Items from a dataset
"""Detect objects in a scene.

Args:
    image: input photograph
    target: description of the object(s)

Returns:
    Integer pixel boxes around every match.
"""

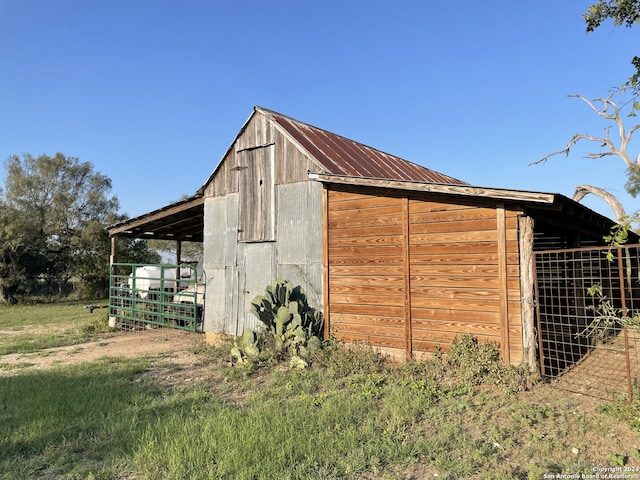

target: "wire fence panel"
[109,263,204,332]
[534,245,640,401]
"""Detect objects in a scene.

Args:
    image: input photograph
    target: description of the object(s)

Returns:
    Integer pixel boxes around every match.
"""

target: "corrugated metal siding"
[258,109,467,185]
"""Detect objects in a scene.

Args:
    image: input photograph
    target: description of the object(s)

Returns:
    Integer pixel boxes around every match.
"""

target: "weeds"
[0,306,640,480]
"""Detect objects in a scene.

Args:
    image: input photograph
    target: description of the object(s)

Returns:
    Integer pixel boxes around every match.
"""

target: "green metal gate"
[109,263,204,332]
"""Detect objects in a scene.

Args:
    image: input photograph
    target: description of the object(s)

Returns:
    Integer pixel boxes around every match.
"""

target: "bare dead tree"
[530,90,640,220]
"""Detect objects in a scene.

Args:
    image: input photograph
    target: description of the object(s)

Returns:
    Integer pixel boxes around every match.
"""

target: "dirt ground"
[0,328,212,375]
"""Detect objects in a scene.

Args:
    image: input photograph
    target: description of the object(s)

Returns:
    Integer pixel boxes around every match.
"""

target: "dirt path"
[0,329,203,375]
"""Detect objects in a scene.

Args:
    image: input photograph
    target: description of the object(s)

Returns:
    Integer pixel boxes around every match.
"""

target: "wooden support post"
[496,204,511,363]
[322,185,331,340]
[402,197,413,360]
[175,240,182,292]
[518,216,538,371]
[109,236,117,266]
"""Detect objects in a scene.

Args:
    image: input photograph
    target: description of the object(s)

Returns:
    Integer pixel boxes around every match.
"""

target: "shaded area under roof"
[109,196,204,242]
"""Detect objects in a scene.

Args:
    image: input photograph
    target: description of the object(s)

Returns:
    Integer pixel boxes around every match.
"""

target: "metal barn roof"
[254,106,468,185]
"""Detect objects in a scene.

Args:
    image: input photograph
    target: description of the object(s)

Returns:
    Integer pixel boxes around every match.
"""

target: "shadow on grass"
[0,358,201,478]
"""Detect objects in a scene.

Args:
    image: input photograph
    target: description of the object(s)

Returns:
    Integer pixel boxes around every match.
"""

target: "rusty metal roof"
[254,107,468,185]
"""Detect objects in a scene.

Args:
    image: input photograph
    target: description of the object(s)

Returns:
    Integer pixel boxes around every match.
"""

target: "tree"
[0,153,118,293]
[0,191,46,302]
[533,90,640,221]
[584,0,640,91]
[534,0,640,223]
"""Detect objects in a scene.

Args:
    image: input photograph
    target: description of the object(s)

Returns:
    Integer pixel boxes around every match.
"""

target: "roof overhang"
[109,196,204,242]
[308,172,556,204]
[308,172,616,240]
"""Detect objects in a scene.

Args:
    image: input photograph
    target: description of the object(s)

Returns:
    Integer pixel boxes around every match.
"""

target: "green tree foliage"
[0,153,159,298]
[584,0,640,89]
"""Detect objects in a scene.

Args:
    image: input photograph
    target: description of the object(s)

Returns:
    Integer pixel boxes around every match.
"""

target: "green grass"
[0,306,640,480]
[0,300,108,329]
[0,301,108,355]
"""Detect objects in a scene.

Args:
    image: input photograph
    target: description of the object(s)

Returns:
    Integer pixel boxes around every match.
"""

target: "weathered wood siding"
[327,190,522,363]
[205,114,320,197]
[204,114,324,335]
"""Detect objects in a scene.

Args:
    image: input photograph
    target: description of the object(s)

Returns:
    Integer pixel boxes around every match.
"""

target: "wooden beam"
[308,173,555,204]
[402,197,413,360]
[109,237,117,266]
[109,197,204,236]
[496,204,511,363]
[518,216,538,371]
[322,185,331,340]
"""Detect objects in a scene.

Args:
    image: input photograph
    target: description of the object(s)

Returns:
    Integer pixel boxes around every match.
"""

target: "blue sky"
[0,0,640,216]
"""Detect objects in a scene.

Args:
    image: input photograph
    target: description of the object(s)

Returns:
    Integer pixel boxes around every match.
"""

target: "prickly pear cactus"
[250,280,324,364]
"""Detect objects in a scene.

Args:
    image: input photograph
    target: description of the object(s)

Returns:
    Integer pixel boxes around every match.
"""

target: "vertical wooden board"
[520,216,538,370]
[322,186,331,338]
[222,265,245,336]
[496,205,511,363]
[238,146,275,242]
[203,197,229,268]
[324,191,410,352]
[222,193,242,267]
[203,267,227,333]
[402,198,413,360]
[277,181,322,264]
[238,242,277,328]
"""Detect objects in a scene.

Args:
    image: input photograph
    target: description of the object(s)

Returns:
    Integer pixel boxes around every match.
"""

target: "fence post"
[617,247,633,403]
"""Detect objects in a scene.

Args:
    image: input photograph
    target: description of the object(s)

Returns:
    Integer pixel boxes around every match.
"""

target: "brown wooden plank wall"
[327,190,522,363]
[409,200,522,363]
[327,191,404,349]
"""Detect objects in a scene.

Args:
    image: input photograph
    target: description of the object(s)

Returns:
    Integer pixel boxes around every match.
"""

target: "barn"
[109,107,614,365]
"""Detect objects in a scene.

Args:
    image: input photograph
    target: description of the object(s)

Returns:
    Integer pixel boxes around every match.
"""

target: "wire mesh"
[535,245,640,401]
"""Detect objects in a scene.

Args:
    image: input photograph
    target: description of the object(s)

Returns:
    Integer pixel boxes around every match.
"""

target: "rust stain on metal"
[260,108,468,185]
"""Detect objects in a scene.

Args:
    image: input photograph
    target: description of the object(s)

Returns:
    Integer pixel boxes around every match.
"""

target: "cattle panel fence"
[534,245,640,401]
[109,263,204,332]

◆ Instructions to follow
Please reproduce all of the items above exactly, leaving the pictures out of your copy.

◆ Written solution
"""Detect objects in a scene.

Args:
    image: input photograph
    target: description of the object(s)

Returns:
    Integer pixel boxes around every match.
"""


target: "wire fence panel"
[109,263,204,332]
[534,245,640,401]
"""Detect objects in a scene.

Args:
    image: input photograph
    target: description of the object(s)

Returns:
    Integer pixel boxes around every match.
"""

target: "corrugated metal siding"
[258,109,467,185]
"""Detect objects in a scene.

Args:
    image: input photograph
    target: description of the object(s)

Returns:
    Integer pixel boxes around every match.
"""

target: "weeds"
[0,306,640,480]
"""Detect objects in a scene.

Args:
    image: input photograph
    target: description of the object(s)

Returns:
    Integer pixel boxes around every match.
"""

target: "green metal gate"
[109,263,204,332]
"""Detect objects in a scene.

Args:
    image: input photograph
    target: description of the object(s)

Returns:
    Integer pixel boxes around every match.
"""

target: "bare dead tree"
[530,90,640,220]
"""Detect objects in a scene.

Args:
    image: input photograph
    target: description of the object(s)

Returns:
    Integer pixel boxes around every match.
"""

target: "dirt ground"
[0,328,212,375]
"""Detect objects in a scene.

Args:
    image: input photograph
    target: description of the object(s)

Returns:
    Integer pixel boxes around every match.
"""

target: "dirt path"
[0,329,203,375]
"""Detect objects in a scene.

Args:
    image: input photograph
    target: description of the object(s)

Returns:
    Integer pixel boxes around every match.
"""

target: "wooden support post"
[496,204,511,363]
[322,185,331,340]
[402,197,413,360]
[175,240,182,292]
[518,216,538,371]
[109,236,117,266]
"""Detect objects in a scene.

Args:
    image: input photograph
    target: description of the object(s)

Returns:
    Integer pixel boxes around every match.
"""

target: "shaded area under roof"
[109,196,204,242]
"""Detect objects in a scene.

Args:
    image: input photograph
    target: description of the object(s)

Returns:
    Integer pixel boxes around every match.
"""

target: "metal barn roof"
[254,106,468,185]
"""Detect objects in a scene.

Args:
    image: input photograph
    target: description of the object(s)

Returns:
    Integer pixel boxes around every match.
"""

target: "shadow on grass"
[0,358,201,478]
"""Detect objects in a scene.

Args:
    image: input photograph
    target: description of the object(s)

Returns:
    Integer pixel boxes around every match.
"""

target: "rusty metal roof"
[254,107,468,185]
"""Detect objects in a scene.

Args:
    image: input photograph
    target: description of the object(s)

Returns:
    Integer pixel boxes around every match.
"""

target: "tree"
[0,153,118,293]
[0,191,46,302]
[533,90,640,221]
[584,0,640,91]
[534,0,640,223]
"""Detect objects in a scene.

Args:
    image: input photograph
    target: description of the object(s)

Returns:
    Integer pixel boxes around every match.
"""

target: "roof overhang"
[109,196,204,242]
[308,172,556,204]
[308,172,616,240]
"""Detect objects in a scene.

Args:
    image: input photograph
    target: description of the object(s)

Returns:
    Integer pixel boxes around every match.
"""

target: "green tree foliage"
[0,153,159,298]
[584,0,640,89]
"""Detect objects in a scene.

Args:
    image: input photograph
    target: description of the object(s)

Returns:
    Integer pixel boxes around every match.
"""

target: "green grass"
[0,306,640,480]
[0,300,108,329]
[0,301,108,355]
"""Detect objects in a scene.

Args:
    image: input photograph
    target: description of the object(s)

Returns:
    Integer pixel boxes around every match.
"""

target: "weathered wood siding"
[327,190,522,363]
[205,114,320,197]
[204,114,324,335]
"""Detect objects in a scene.

Args:
    image: input photograph
    target: description of the object(s)

Returns:
    Integer pixel boxes around every match.
"""

target: "wooden beam"
[308,173,555,204]
[402,197,413,360]
[109,237,117,266]
[109,197,204,236]
[496,204,511,363]
[518,216,538,371]
[322,185,331,340]
"""Detect objects in a scene.

Args:
    image: input photograph
    target: description of the object(s)

Returns:
    Integer pixel boxes around every match.
"""

target: "blue sky"
[0,0,640,216]
"""Detect objects in a scene.

Args:
    image: input photograph
    target: description of the object(s)

Returns:
    Integer pixel boxes around every match.
"""

target: "prickly pear cactus"
[250,280,324,364]
"""Detect objects in a scene.

Args:
    image: input photograph
    target: description of the object(s)

Returns:
    Integer pixel boxes around every match.
"""

target: "vertical wooden board"
[520,216,538,370]
[322,186,331,338]
[222,265,245,336]
[496,205,511,363]
[238,146,275,242]
[203,197,229,268]
[324,191,410,352]
[222,193,242,267]
[203,267,227,333]
[402,198,413,360]
[277,181,322,264]
[238,242,277,328]
"""Detect objects in a scene.

Args:
    image: input photograph
    target: description of the object(s)

Returns:
    Integer pixel boxes around every match.
"""

target: "fence post"
[617,247,633,403]
"""Detect objects in a scene.

Args:
    image: input photograph
    target: description of the object(s)

Returns:
    Integer pixel boxes around every match.
"""

target: "brown wooden plank wall"
[327,190,522,363]
[409,200,522,363]
[327,191,404,349]
"""Detect objects in a scene.

Args:
    image: input photograph
    target: description of the object(s)

Returns:
    Integer pixel boxes around every match.
"""

target: "barn"
[109,107,614,365]
"""Detect objects in a scene.

Args:
    image: input photograph
    target: description of the object(s)

Returns:
    Integer pixel boxes around every match.
"""

target: "wire mesh"
[535,245,640,401]
"""Detect objects in a scene.

Args:
    image: input photograph
    target: description of the object(s)

Returns:
    Integer pixel boxes around every match.
"""

target: "rust stain on metal"
[260,108,468,185]
"""Detect objects in a scene.

Args:
    image: input photograph
    target: description of the object(s)

Returns:
    Integer pixel boxes around every match.
"""

target: "cattle panel fence"
[534,245,640,401]
[109,263,204,332]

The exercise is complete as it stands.